# WHAT YOU SHOULD DO:
Every line of the entries below that includes "Could" belongs in the answer, copied as written.

# DATA UNDER STUDY:
- - -
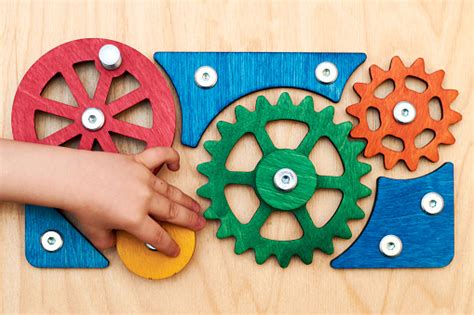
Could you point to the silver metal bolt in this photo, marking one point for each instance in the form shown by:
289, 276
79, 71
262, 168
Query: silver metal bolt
326, 72
391, 245
151, 247
285, 179
51, 241
432, 203
205, 77
110, 57
93, 119
404, 112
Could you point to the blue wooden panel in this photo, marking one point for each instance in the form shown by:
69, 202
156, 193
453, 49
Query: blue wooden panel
428, 240
76, 252
242, 73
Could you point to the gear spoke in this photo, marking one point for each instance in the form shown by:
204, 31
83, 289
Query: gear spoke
- - -
# OUTPUT BELOW:
Could you point to the silver metal bolt in this photo, marking one point for each instance in the form shown by:
Could you point to the blue wooden panel in this photo, marking one point for each instance in the form shown by:
Could you point to the gear spoke in this photo, marking one point for each instance in the form shown by:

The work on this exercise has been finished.